*** PASSAGE Section Begins ***

As Qatar’s leader – Emir Tamim bin Hamad Al Thani – prepares for a White House meeting with President Trump on Tuesday, Qatar’s lobbyists are warning Congress not to pass a sanctions bill that targets the Palestinian terrorist group Hamas and its supporters, including Qatar.
Yet despite their lobbying campaign against the bill, the Qataris continue to insist they do not support Hamas, which rules the Gaza Strip with an iron fist.
The bill in Congress that the Qataris oppose, titled the Palestinian International Terrorism Support Prevention Act, won unanimous approval in the House Foreign Affairs Committee in November. Qatar is working hard to prevent a vote in the full House because Qatari officials know the bill could have major consequences for the emirate if it became law.
The evidence of massive financial and other support by Qatar for Hamas is overwhelming and beyond dispute. In 2012, during former Emir Hamad bin Khalifa Al Thani’s historic visit to the Gaza Strip, Qatar pledged $400 million to the terrorist group.
Two years later, Qatar attempted to funnel hundreds of millions of dollars to the Jordan-based Arab Bank to cover Hamas employees’ salaries – a transaction ultimately blocked by the U.S.
On top of all this, Qatari Emir Tamim called Ismail Haniyeh, the leader of Hamas’ Political Bureau, only days after the U.S. Treasury Department placed Haniyeh on its terrorist blacklist early this year. The call to Haniyeh was doubly surprising, since the Qataris are in the midst of a charm offensive designed to repair their tarnished reputation in Washington.
In January, then-Secretary of State Rex Tillerson and Secretary of Defense Jim Mattis hosted their Qatari counterparts in Washington for the first-ever U.S.-Qatari strategic dialogue. As the dialogue drew to a close, Qatar – isolated for the past 10 months by a blockade by its Arab neighbors – seemed triumphant and reassured of its position in Washington.

*** PASSAGE Section Ends ***
*** DATA EXTRACT Section Begins ***

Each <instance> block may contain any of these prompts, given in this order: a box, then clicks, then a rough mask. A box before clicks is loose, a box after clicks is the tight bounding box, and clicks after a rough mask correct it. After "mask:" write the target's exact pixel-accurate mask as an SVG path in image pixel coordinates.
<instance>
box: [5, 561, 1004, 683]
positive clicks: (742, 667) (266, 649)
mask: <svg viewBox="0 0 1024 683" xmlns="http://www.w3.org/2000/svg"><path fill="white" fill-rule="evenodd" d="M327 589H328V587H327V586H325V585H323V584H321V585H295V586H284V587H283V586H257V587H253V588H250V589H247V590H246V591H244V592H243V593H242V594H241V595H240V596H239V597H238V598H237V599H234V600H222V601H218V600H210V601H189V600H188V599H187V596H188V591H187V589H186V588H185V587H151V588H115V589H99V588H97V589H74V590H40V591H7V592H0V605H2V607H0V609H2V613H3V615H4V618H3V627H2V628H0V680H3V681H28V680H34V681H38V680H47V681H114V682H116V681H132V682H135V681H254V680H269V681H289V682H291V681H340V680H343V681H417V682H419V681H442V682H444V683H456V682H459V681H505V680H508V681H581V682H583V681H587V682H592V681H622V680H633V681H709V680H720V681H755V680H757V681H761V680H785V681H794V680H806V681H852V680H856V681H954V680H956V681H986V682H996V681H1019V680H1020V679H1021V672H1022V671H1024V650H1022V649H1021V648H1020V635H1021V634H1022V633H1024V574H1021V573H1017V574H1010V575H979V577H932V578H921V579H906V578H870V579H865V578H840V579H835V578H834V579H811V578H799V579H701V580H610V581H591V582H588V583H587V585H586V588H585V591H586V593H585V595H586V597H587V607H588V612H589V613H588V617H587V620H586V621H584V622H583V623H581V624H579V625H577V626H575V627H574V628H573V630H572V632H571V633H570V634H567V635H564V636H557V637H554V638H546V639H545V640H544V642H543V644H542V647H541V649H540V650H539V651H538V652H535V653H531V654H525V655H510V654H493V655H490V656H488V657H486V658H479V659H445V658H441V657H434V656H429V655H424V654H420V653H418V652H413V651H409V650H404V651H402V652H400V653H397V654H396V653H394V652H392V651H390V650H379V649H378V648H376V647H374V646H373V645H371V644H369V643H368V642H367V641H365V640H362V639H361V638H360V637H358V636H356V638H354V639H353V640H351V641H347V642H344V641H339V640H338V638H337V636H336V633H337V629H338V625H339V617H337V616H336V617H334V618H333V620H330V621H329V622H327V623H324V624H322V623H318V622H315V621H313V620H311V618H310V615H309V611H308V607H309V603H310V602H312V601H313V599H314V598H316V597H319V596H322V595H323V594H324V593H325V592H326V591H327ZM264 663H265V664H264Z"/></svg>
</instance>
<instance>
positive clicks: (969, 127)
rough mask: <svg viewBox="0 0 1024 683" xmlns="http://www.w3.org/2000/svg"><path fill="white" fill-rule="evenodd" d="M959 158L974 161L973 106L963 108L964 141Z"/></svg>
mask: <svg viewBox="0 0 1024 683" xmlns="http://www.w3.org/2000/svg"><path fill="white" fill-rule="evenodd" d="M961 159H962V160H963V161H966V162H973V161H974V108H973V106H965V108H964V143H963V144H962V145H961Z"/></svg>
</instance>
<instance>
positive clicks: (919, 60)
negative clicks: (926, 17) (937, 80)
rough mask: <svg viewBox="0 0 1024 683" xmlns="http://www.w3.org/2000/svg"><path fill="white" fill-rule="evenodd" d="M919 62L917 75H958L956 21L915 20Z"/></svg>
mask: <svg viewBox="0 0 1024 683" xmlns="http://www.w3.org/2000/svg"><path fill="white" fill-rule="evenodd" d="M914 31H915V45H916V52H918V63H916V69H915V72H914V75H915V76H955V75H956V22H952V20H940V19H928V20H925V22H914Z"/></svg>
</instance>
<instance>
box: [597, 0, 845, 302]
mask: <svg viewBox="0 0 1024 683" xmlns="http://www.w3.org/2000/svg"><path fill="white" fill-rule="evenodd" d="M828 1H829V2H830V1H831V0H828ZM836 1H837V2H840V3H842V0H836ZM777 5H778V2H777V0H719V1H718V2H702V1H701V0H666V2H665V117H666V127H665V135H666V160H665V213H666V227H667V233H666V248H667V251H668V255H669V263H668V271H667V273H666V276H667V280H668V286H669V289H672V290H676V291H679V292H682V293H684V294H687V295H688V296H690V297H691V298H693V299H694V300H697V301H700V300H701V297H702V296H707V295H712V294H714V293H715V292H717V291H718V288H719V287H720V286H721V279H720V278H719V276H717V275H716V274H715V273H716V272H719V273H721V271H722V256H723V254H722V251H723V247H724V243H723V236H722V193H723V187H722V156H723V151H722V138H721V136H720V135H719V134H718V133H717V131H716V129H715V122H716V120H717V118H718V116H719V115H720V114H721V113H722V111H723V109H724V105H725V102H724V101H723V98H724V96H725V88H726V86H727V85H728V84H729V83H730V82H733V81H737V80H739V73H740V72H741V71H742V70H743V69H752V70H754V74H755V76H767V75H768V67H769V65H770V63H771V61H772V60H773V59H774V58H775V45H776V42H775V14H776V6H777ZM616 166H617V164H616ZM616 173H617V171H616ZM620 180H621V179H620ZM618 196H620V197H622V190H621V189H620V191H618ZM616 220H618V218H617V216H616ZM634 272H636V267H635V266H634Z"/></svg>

*** DATA EXTRACT Section Ends ***

ASSIGNED TASK: Carry on the passage about Qatar's lobbying against the Hamas sanctions bill, starting right after its last sentence.

REPLY:
The mood on Capitol Hill, however, is different. Late last year the House Foreign Affairs Committee unanimously approved legislation that would require the Trump administration to act against governments, organizations and people if it determined they were supporting Hamas. This is the measure the Qataris are now lobbying furiously to kill.
Under the bill, governments that support Hamas could be denied defense support by the U.S. and be barred from buying weapons from America. Such governments could also be denied U.S. loans of more than $10 million and their U.S. property could be seized.
The legislation has not come up for a vote in the full House. It enjoys backing from both the Republican chairman and the top Democrat on the House Foreign Affairs Committee. Its text identifies Qatar as a potential target, citing the 2014 remarks of a senior U.S. Treasury Department official, in which he stated that the emirate “has for many years openly financed Hamas.”
Qatar’s lobbyists warn that efforts to pass the bill could “jeopardize” the emirate’s $6.2 billion contract to buy 36 F-15 fighter jets.
Qatar’s rhetorical support for Hamas is likewise robust. When Tamim acceded the throne, hopes were high that the new, younger emir would break from his father’s detrimental regional policies. But in his first interview as the emir of Qatar, Tamim signaled the emirate’s continuing support for Hamas under his rule.
“Hamas are more realistic now,” the new emir said, contending that its members “believe in peace and want peace.” The emir made this claim while Qatar was hosting Saleh al-Arouri – the terrorist behind the June 2014 kidnapping and murder of three Israeli teenagers.
Just days after the blockade of Qatar began in June, Qatari Foreign Minister Mohammed bin Abdulrahman Al Thani continued to insist that while the U.S. may see Hamas as a terrorist organization, “to the rest of the Arab nations it is a legitimate resistance movement.” The minister dismissed allegations that Qatar supported Hamas, arguing instead that “we support the Palestinian people.”
The emirate apparently expelled certain Hamas figures, including al-Arouri, as the blockade wore on. Qatari officials purportedly apologized for expelling them and cited “external pressures” as the reason. Al-Arouri was kicked out of Doha last August.
But the apology is explicit proof that any moderation of Qatar’s support for Hamas over the past eight months has not come about because the emirate wanted to take that step. Small concessions the emirate has made were prompted by the blockade’s external leverage rather than to any genuine change of heart in Doha about its destabilizing regional policies.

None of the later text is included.